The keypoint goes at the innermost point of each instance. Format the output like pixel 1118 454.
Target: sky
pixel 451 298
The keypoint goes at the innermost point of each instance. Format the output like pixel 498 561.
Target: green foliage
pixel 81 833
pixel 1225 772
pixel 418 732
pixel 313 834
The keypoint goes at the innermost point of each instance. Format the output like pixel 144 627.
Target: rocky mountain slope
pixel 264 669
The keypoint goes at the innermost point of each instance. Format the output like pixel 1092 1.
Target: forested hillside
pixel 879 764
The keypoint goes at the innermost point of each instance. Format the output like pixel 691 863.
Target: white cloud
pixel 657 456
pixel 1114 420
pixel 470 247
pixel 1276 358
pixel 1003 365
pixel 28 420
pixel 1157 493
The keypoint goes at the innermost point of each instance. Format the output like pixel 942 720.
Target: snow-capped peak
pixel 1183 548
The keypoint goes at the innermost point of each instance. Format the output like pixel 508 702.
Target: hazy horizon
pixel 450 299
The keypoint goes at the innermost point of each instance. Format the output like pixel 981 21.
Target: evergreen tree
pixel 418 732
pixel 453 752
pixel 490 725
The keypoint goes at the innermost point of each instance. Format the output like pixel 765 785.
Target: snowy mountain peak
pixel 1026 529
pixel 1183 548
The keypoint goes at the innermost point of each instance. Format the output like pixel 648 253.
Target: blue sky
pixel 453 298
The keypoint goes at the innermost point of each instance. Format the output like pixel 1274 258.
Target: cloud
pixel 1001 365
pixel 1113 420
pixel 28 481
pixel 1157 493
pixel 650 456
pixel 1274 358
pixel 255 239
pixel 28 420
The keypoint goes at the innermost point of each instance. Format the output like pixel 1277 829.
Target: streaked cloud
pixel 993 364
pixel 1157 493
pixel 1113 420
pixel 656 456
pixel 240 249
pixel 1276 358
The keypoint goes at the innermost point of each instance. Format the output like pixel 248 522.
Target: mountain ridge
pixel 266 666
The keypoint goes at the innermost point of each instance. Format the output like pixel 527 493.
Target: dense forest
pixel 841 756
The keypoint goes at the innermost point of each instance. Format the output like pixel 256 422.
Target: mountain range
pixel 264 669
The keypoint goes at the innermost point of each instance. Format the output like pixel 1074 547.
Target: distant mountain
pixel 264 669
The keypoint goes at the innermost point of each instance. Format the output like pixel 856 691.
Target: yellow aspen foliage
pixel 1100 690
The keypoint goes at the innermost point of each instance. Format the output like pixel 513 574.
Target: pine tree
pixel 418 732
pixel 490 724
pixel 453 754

WORK REQUEST =
All the data is to be copied over exactly as it stands.

TASK OUTPUT =
The keypoint goes at the innermost point of each instance. Format the output like pixel 1118 454.
Target: sky
pixel 451 298
The keypoint goes at the innermost point of each instance. Format the output like pixel 498 561.
Target: green foliage
pixel 81 833
pixel 1225 772
pixel 418 732
pixel 313 834
The keypoint goes at the innermost point of each instance. Format the output like pixel 144 627.
Target: rocky mountain slope
pixel 264 669
The keypoint goes at the innermost point of each instance. Format the output like pixel 1092 1.
Target: forested hillside
pixel 879 764
The keypoint goes at the innermost point of each instance. Format the output like pixel 691 863.
Target: white cloud
pixel 657 456
pixel 1114 420
pixel 470 247
pixel 1276 358
pixel 1003 365
pixel 28 420
pixel 1157 493
The keypoint goes at the innermost point of each instance. Format the output like pixel 942 720.
Target: snow-capped peak
pixel 1183 548
The keypoint goes at the innermost point of each instance. Format the output like pixel 508 702.
Target: hazy horizon
pixel 450 299
The keypoint goes at the innermost point of each instance. Format the output like pixel 981 21.
Target: evergreen tree
pixel 418 732
pixel 453 752
pixel 490 725
The keypoint goes at the innermost point of each instance. Format the output like pixel 765 785.
Target: snowy mountain peak
pixel 1026 529
pixel 1183 548
The keypoint goes at the innermost point of each instance. Format the output like pixel 648 253.
Target: blue sky
pixel 453 298
The keypoint goes at the innermost point of each instance. Format the output like pixel 1274 258.
Target: cloud
pixel 1001 365
pixel 1113 420
pixel 28 481
pixel 1157 493
pixel 650 456
pixel 1274 358
pixel 255 239
pixel 28 420
The keypoint goes at the innermost point of each instance. Format the output like pixel 1277 829.
Target: streaked cloud
pixel 993 364
pixel 1157 493
pixel 1113 420
pixel 656 456
pixel 240 249
pixel 1276 358
The keypoint goes at the innermost point of each instance. Format the output like pixel 248 522.
Target: mountain ridge
pixel 266 666
The keypoint goes at the innermost point of each instance. Format the output like pixel 527 493.
Target: dense forest
pixel 841 756
The keypoint goes at the innermost point of each instance. Format the output like pixel 256 422.
Target: mountain range
pixel 264 669
The keypoint goes at the innermost point of each instance. Format the output like pixel 1074 547.
Target: distant mountain
pixel 264 669
The keypoint goes at the innermost point of each instance. Format the output like pixel 856 691.
Target: yellow aspen foliage
pixel 1100 690
The keypoint goes at the innermost point of each instance. Format the output like pixel 513 574.
Target: pine tree
pixel 418 732
pixel 490 724
pixel 453 754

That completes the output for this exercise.